## Aim
Report every line in the data below that contains the word "sunset", reproducing each such line in full.

Position annotation data:
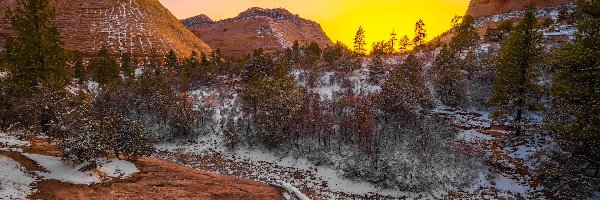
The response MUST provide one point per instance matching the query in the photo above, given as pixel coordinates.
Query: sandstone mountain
(122, 25)
(484, 8)
(269, 29)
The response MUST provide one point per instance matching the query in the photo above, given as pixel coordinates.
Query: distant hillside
(121, 25)
(269, 29)
(483, 8)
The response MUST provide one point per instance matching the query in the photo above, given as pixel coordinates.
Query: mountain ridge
(270, 29)
(484, 8)
(137, 26)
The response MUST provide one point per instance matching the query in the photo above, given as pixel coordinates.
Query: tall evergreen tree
(36, 54)
(516, 90)
(313, 53)
(171, 61)
(404, 95)
(79, 68)
(359, 41)
(576, 91)
(450, 82)
(404, 44)
(420, 33)
(376, 70)
(296, 51)
(393, 41)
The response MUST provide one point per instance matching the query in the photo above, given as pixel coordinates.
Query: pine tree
(376, 70)
(313, 53)
(359, 41)
(154, 63)
(404, 95)
(230, 134)
(104, 68)
(216, 56)
(81, 72)
(449, 82)
(36, 55)
(575, 91)
(393, 42)
(499, 33)
(379, 48)
(171, 61)
(516, 90)
(420, 33)
(404, 44)
(296, 51)
(340, 57)
(204, 59)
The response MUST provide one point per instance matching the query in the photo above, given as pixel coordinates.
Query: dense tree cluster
(516, 90)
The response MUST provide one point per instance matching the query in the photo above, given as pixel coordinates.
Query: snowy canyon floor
(190, 171)
(505, 174)
(156, 179)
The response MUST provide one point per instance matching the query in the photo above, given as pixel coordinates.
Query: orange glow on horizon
(340, 19)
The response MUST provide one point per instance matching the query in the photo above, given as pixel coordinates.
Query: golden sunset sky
(340, 18)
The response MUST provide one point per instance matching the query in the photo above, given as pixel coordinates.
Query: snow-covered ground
(15, 182)
(61, 171)
(11, 141)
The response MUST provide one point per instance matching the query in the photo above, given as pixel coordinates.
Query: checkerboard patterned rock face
(483, 8)
(269, 29)
(137, 26)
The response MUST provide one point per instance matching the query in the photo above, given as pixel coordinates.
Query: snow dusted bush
(414, 159)
(88, 136)
(181, 117)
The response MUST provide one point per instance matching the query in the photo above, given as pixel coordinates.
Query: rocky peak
(198, 19)
(276, 13)
(484, 8)
(270, 29)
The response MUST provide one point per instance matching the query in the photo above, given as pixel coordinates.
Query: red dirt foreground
(157, 179)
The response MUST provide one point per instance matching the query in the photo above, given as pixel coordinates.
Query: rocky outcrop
(270, 29)
(122, 25)
(199, 19)
(483, 8)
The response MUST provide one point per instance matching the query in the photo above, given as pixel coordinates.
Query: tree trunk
(518, 120)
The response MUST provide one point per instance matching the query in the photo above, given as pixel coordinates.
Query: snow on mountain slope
(122, 25)
(269, 29)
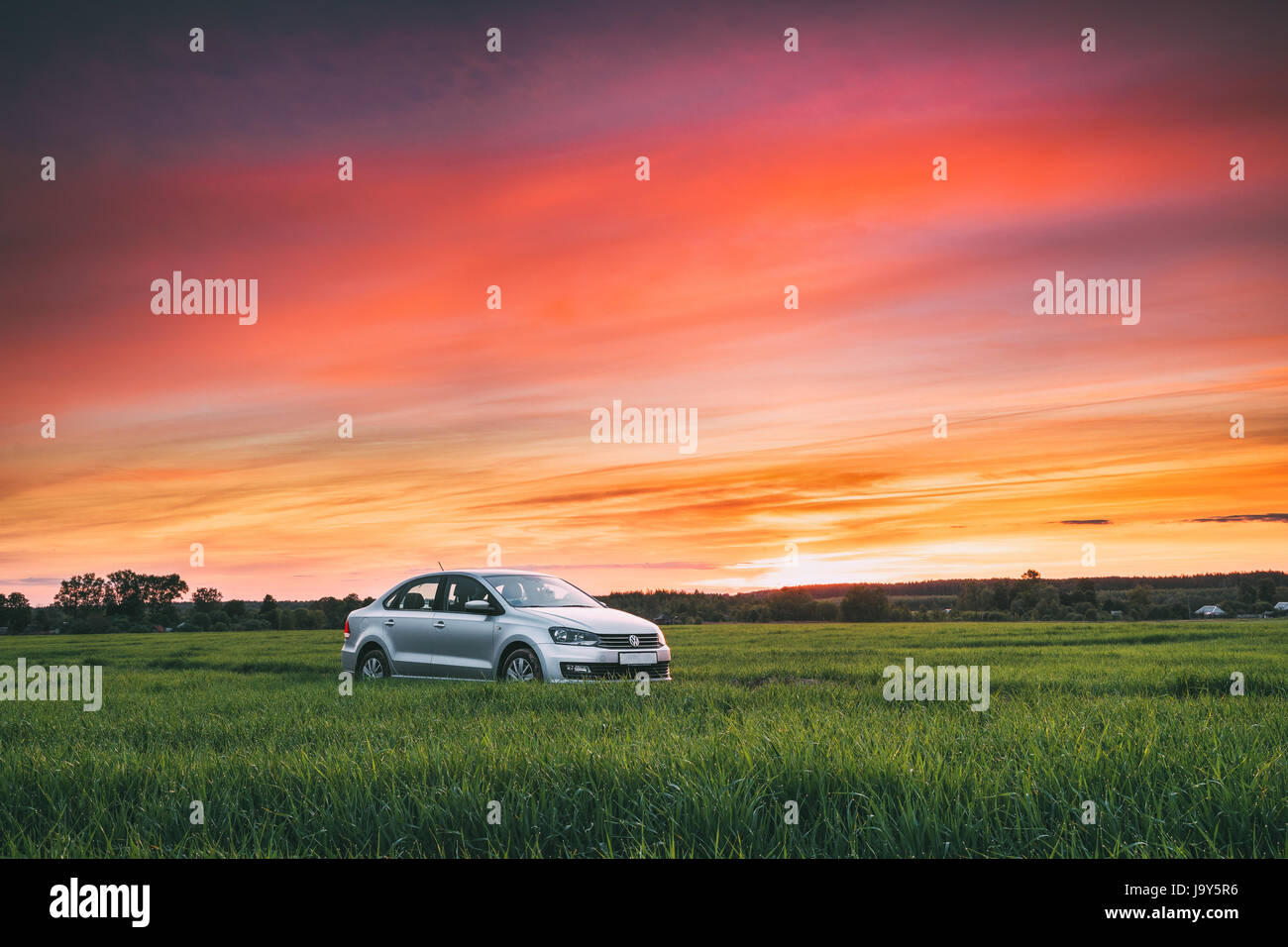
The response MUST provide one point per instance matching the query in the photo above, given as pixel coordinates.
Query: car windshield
(541, 591)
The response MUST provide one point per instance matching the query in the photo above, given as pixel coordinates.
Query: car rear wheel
(373, 665)
(520, 664)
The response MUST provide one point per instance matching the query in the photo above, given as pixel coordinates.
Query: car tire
(373, 665)
(520, 665)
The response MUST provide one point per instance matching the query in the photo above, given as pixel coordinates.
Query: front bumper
(579, 663)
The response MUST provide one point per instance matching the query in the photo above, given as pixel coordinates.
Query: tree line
(128, 600)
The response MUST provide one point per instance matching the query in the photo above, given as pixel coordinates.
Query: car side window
(416, 596)
(462, 589)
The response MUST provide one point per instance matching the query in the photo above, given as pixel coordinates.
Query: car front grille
(614, 641)
(605, 672)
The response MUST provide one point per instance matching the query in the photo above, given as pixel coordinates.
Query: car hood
(606, 620)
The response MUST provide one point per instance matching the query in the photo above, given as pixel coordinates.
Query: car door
(408, 621)
(463, 643)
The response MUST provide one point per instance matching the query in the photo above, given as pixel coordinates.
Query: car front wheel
(520, 665)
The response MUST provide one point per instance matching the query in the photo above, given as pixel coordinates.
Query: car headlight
(572, 635)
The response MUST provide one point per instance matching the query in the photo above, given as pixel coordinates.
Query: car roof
(483, 573)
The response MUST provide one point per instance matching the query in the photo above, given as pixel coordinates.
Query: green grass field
(1133, 716)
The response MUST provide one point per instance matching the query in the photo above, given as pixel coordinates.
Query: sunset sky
(472, 425)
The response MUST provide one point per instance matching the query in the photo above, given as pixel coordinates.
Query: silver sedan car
(498, 625)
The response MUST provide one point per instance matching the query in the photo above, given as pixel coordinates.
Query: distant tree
(973, 596)
(206, 599)
(80, 595)
(1138, 600)
(791, 604)
(1086, 590)
(14, 612)
(864, 603)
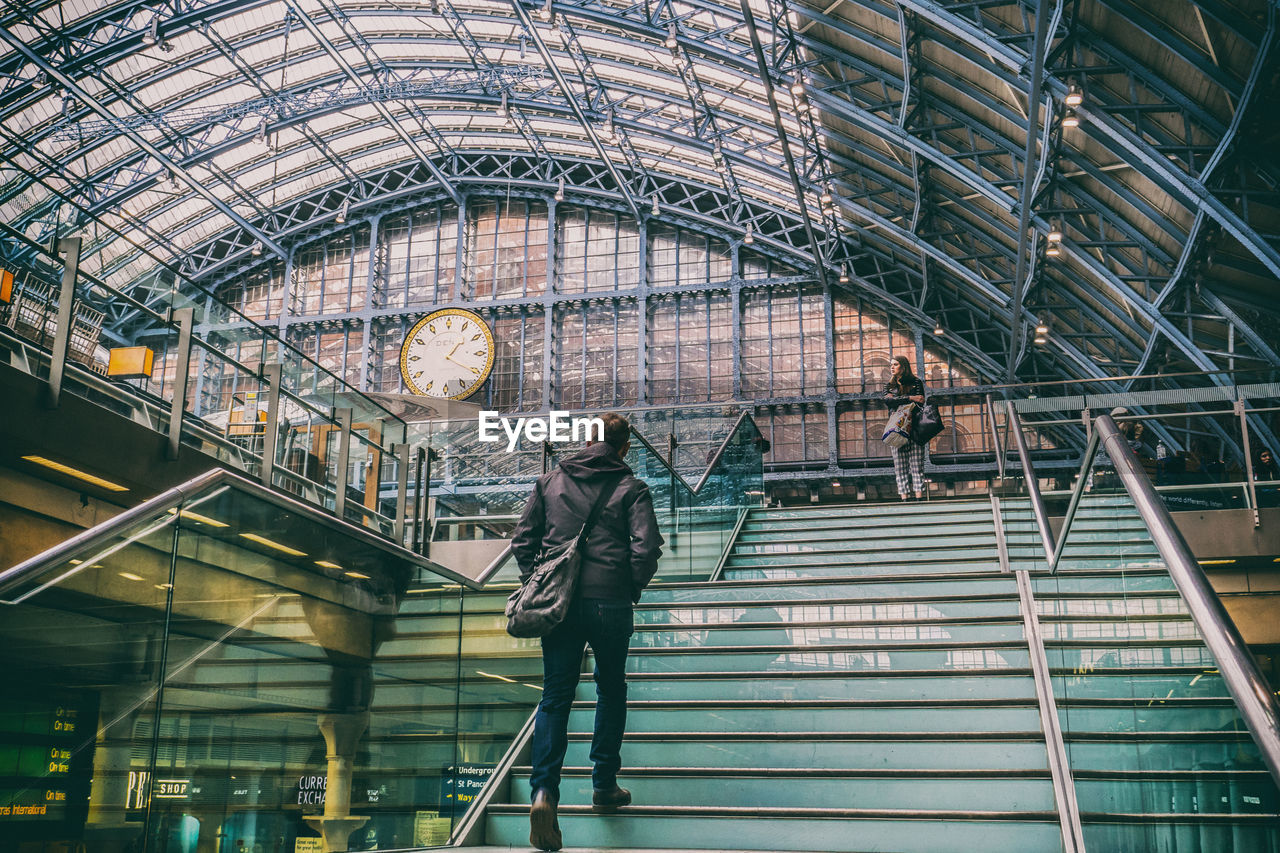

## Correct result
Query: golden sunset sky
Query: sunset sky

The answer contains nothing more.